> Data listing
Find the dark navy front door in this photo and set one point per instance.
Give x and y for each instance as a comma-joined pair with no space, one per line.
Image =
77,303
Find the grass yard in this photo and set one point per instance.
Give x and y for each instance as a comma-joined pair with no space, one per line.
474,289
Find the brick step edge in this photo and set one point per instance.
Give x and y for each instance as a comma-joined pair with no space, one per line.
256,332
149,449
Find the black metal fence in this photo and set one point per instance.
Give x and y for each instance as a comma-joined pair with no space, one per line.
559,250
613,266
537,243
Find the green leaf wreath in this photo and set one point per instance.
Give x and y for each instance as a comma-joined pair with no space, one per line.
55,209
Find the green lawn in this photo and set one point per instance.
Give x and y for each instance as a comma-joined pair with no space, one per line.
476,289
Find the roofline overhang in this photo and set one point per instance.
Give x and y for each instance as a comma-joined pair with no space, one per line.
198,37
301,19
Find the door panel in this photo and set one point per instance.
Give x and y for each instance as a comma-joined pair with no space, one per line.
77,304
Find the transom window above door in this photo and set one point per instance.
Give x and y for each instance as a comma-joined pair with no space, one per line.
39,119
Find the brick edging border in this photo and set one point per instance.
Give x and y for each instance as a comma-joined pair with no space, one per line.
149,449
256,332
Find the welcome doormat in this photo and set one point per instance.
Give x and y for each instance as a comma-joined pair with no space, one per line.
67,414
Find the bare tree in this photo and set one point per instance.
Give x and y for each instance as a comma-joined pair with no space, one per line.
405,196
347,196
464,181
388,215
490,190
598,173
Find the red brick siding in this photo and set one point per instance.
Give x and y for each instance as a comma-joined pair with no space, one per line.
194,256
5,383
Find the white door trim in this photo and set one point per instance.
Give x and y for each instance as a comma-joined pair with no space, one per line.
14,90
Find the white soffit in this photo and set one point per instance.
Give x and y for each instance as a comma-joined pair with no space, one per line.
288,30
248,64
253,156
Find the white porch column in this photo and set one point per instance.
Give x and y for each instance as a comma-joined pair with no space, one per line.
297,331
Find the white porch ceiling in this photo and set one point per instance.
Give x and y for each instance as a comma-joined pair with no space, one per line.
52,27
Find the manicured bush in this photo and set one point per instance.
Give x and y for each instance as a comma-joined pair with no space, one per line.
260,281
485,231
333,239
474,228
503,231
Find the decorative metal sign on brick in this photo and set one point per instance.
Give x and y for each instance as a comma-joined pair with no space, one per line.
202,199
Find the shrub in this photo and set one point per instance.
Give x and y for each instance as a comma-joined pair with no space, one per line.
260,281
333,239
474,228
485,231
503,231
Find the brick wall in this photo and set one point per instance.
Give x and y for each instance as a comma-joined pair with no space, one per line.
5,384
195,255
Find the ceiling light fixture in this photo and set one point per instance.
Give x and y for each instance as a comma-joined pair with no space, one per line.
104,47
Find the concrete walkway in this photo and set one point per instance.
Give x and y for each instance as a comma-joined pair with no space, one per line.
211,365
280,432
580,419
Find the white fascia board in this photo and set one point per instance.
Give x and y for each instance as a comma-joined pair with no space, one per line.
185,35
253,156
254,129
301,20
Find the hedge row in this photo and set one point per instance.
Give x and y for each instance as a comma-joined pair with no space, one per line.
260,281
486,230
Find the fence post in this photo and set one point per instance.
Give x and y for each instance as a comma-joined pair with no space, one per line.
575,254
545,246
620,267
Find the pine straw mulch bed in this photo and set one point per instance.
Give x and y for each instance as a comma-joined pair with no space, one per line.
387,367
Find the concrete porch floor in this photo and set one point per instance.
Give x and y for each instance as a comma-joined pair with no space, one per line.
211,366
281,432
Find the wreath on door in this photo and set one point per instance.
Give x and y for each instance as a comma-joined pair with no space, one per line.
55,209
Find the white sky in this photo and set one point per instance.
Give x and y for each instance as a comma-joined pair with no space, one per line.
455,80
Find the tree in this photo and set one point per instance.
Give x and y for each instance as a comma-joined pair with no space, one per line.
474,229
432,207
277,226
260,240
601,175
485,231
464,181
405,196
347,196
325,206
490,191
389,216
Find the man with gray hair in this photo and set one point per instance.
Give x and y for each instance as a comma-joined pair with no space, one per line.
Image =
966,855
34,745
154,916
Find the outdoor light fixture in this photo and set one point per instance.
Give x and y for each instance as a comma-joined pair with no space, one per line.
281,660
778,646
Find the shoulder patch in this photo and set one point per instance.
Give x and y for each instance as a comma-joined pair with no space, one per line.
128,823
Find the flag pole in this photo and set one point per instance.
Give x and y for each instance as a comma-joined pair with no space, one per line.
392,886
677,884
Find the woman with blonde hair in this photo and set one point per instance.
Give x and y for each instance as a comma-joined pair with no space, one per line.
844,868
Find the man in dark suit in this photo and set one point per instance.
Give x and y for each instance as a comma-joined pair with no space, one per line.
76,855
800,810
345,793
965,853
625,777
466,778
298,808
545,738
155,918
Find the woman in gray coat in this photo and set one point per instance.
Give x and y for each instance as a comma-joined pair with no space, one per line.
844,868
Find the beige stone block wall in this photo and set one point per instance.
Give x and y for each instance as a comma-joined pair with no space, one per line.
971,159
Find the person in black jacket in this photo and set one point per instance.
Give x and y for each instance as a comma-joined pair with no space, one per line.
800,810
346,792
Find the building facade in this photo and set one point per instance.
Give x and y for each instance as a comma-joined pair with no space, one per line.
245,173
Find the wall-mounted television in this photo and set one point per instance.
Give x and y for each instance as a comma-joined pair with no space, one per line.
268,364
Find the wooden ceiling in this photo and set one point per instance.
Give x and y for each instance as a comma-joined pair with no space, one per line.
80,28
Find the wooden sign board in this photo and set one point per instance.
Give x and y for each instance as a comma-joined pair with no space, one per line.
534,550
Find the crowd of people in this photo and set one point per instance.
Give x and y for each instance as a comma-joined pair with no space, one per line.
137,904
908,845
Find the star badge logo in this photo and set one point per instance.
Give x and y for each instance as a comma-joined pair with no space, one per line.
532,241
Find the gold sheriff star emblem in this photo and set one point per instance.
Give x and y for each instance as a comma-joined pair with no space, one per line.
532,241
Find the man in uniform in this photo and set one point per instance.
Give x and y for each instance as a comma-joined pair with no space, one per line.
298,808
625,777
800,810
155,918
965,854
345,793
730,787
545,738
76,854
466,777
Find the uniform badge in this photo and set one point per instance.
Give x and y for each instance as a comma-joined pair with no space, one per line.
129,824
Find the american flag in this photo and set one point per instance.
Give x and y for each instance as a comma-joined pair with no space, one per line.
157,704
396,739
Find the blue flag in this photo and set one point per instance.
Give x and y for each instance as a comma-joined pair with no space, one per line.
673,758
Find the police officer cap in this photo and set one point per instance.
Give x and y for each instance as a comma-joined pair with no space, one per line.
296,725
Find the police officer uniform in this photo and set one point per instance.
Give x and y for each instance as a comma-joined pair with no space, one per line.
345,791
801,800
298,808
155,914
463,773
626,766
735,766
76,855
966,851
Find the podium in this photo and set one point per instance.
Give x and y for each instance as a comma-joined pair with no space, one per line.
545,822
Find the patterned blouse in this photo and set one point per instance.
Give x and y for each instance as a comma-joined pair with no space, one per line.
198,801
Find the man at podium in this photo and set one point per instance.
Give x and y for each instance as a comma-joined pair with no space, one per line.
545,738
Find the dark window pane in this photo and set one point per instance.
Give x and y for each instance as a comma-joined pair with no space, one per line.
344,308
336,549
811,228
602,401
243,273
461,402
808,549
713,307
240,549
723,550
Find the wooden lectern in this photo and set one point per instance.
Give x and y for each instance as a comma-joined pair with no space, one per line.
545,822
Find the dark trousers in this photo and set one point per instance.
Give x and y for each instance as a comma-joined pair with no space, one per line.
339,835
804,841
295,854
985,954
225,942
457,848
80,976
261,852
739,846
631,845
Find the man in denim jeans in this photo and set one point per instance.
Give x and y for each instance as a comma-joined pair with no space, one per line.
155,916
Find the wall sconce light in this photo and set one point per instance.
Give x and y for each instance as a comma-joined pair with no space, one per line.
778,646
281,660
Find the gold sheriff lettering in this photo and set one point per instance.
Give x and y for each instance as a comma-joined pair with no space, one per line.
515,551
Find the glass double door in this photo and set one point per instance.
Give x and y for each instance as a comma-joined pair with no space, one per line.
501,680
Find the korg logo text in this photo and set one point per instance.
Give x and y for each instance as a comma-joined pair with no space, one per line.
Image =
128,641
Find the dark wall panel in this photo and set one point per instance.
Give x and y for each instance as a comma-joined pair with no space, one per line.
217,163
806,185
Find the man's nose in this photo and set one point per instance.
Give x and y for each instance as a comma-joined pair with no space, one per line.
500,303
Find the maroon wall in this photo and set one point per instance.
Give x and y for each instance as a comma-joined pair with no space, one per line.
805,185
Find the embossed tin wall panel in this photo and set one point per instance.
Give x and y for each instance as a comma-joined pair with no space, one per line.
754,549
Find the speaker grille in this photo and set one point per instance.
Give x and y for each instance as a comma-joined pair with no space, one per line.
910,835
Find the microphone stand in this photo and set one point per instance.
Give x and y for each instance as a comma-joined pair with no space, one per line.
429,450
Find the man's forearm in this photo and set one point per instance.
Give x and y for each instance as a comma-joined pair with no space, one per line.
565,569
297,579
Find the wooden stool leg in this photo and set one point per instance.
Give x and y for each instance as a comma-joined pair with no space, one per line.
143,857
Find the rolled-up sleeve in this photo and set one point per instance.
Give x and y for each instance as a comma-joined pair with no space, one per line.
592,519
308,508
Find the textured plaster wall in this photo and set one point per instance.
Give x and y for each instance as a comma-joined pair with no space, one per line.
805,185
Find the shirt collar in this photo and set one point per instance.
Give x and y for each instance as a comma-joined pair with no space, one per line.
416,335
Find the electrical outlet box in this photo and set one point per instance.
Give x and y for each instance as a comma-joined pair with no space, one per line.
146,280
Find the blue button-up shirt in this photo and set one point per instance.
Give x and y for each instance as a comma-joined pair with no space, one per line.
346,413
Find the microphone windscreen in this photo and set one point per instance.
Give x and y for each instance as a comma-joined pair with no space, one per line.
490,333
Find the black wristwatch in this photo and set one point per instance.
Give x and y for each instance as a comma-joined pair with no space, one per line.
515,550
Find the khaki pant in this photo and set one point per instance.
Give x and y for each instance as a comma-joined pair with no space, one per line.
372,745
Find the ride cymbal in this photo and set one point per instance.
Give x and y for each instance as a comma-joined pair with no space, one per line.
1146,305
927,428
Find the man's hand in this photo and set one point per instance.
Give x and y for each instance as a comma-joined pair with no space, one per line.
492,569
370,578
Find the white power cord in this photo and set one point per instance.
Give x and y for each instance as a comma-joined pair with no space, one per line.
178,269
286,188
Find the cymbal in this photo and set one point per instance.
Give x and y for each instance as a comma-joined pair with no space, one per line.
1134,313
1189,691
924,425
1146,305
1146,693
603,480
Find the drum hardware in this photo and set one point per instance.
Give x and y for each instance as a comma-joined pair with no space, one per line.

> Exercise directions
Starting at the line that contains "Find the khaki", copy each line exactly through the end of the listing above. Include that first line and the last one, and add nothing.

> Written answer
Find the khaki pant in this photo and set one point per instance.
Give x and y for each instance as a comma-joined pair with no space, one per line.
372,745
Find the ride cymbal in this photo and set one point per instance.
Give x and y for each instance as a comma-joined pair with no space, one per line.
1146,305
927,428
Find the man's hand in this photo and set one point per instance.
Give x and y for each instance as a comma-joined pair with no space, one per line.
492,569
370,578
Find the white power cord in this photo and set one point per instance.
Give x and y for each instance as a comma-joined pair with no space, one per line.
178,269
286,188
Find the cymbal in this photo and set one point per instance.
Give x and y for each instance as a comma-joined pair with no space, one per line.
1134,313
1189,691
924,425
1146,305
1146,693
603,480
Find the drum hardware in this photo and set one point per instance.
Give x and y for each instance as a comma-joined pair with no space, one per line.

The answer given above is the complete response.